Bernanke predicts stagflation. Slowing growth and higher inflation. The ‘good news’ is unemployment will range from 8.4 to 8.7 percent over the next 3 years.
Read the full CNBC report.
The Fed cut its growth estimate for 2011 to between 3.1 percent and 3.3 percent from a January forecast of 3.4 percent to 3.9 percent.
The Fed also raised its estimate of inflation this year to a range of 2.1 percent to 2.8 percent, taking into account a recent surge in oil prices. However, it bumped its core inflation forecasts only marginally to a 1.3 percent to 1.6 percent range.
What must Obama be thinking? …, uh lousy day, one stinkin day! Bernanke did me in. waited til after th ‘lection, Ida won, #2&$#% it! (People don’t think in regular words).
But I wonder…hmm. It was Bernanke’s move alright, but the background in which it occurred was the resounding defeat of the Democratic party. A thousand uncertainties were removed. The election results leave no doubt whatsoever that the Obama agenda has been capped. The free market system is very flexible. It can accommodate a wide set of rules, but the one thing that stops it cold is when the game has an unknown set of rules.
Now we are sure Cap and Trade is dead. Card Check is too. The “1099 rule” will be withdrawn. Obamacare will, at a minimum, be modified to something less onerous for business. Now you can estimate the cost of adding an employee where you couldn’t do that before. Maxine Waters’ comment that “Socialism is the goal” rings hollow now. Her threat is now but a joke.
Bernanke’s step was risky and bold. It could take the economy either way. It all but assures Carteresque stagflation if businesses don’t respond. It offers good promise if they do. The market would not react to such a step as it did if it were a step into a darkness willed with unknowns. No Barack, it was not the election that you lost by a day, it was the election that saved the stock market by a day, or maybe it was two.
● ● ● ● ●
= What you need to do =
1. Copy out the post about Bernanke's stagflation forecast word for word.
2. Reproduce the records starting at the line that contains "of the lighthouse" and ending at the line that contains "[(316, 154)]". Leave out the pictures.
● ● ● ● ●
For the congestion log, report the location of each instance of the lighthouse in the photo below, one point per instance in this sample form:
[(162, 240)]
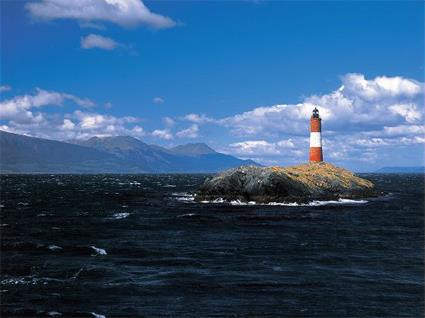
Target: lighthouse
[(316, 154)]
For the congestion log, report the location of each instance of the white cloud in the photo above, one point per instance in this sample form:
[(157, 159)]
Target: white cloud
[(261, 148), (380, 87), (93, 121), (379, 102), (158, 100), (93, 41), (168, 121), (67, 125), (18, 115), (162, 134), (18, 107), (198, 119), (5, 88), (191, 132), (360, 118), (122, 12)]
● ● ● ● ●
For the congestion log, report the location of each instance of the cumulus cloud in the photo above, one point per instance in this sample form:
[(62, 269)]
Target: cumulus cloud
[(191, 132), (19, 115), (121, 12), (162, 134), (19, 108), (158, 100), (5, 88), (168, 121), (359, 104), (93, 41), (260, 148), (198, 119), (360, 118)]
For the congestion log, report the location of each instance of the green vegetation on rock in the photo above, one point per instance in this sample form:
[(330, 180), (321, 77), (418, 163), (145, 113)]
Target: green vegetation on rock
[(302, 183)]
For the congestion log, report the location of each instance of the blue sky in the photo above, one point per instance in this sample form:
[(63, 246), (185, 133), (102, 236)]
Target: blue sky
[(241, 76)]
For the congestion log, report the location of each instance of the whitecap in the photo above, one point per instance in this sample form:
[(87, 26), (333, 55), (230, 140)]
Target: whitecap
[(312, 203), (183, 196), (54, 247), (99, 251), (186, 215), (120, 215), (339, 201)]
● ● ● ● ●
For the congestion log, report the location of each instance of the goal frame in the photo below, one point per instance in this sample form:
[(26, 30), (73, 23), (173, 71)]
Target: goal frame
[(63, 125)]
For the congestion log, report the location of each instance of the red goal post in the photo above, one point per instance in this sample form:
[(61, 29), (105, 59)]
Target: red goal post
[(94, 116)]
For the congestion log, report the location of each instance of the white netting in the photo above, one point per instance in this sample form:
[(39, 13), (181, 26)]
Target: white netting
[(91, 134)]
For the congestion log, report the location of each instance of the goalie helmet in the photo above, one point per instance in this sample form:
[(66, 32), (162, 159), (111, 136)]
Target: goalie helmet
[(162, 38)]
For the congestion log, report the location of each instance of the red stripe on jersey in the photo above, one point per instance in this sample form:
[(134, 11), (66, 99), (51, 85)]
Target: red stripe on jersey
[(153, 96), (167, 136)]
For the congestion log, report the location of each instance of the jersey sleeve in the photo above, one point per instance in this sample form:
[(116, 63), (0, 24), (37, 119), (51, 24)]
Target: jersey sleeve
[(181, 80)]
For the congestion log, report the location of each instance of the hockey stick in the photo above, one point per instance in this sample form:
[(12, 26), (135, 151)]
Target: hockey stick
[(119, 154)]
● ● ● ● ●
= Worked answers =
1.
Bernanke predicts stagflation. Slowing growth and higher inflation. The ‘good news’ is unemployment will range from 8.4 to 8.7 percent over the next 3 years.
Read the full CNBC report.
The Fed cut its growth estimate for 2011 to between 3.1 percent and 3.3 percent from a January forecast of 3.4 percent to 3.9 percent.
The Fed also raised its estimate of inflation this year to a range of 2.1 percent to 2.8 percent, taking into account a recent surge in oil prices. However, it bumped its core inflation forecasts only marginally to a 1.3 percent to 1.6 percent range.
What must Obama be thinking? …, uh lousy day, one stinkin day! Bernanke did me in. waited til after th ‘lection, Ida won, #2&$#% it! (People don’t think in regular words).
But I wonder…hmm. It was Bernanke’s move alright, but the background in which it occurred was the resounding defeat of the Democratic party. A thousand uncertainties were removed. The election results leave no doubt whatsoever that the Obama agenda has been capped. The free market system is very flexible. It can accommodate a wide set of rules, but the one thing that stops it cold is when the game has an unknown set of rules.
Now we are sure Cap and Trade is dead. Card Check is too. The “1099 rule” will be withdrawn. Obamacare will, at a minimum, be modified to something less onerous for business. Now you can estimate the cost of adding an employee where you couldn’t do that before. Maxine Waters’ comment that “Socialism is the goal” rings hollow now. Her threat is now but a joke.
Bernanke’s step was risky and bold. It could take the economy either way. It all but assures Carteresque stagflation if businesses don’t respond. It offers good promise if they do. The market would not react to such a step as it did if it were a step into a darkness willed with unknowns. No Barack, it was not the election that you lost by a day, it was the election that saved the stock market by a day, or maybe it was two.

2.
For the congestion log, report the location of each instance of the lighthouse in the photo below, one point per instance in this sample form:
[(162, 240)]
Target: lighthouse
[(316, 154)]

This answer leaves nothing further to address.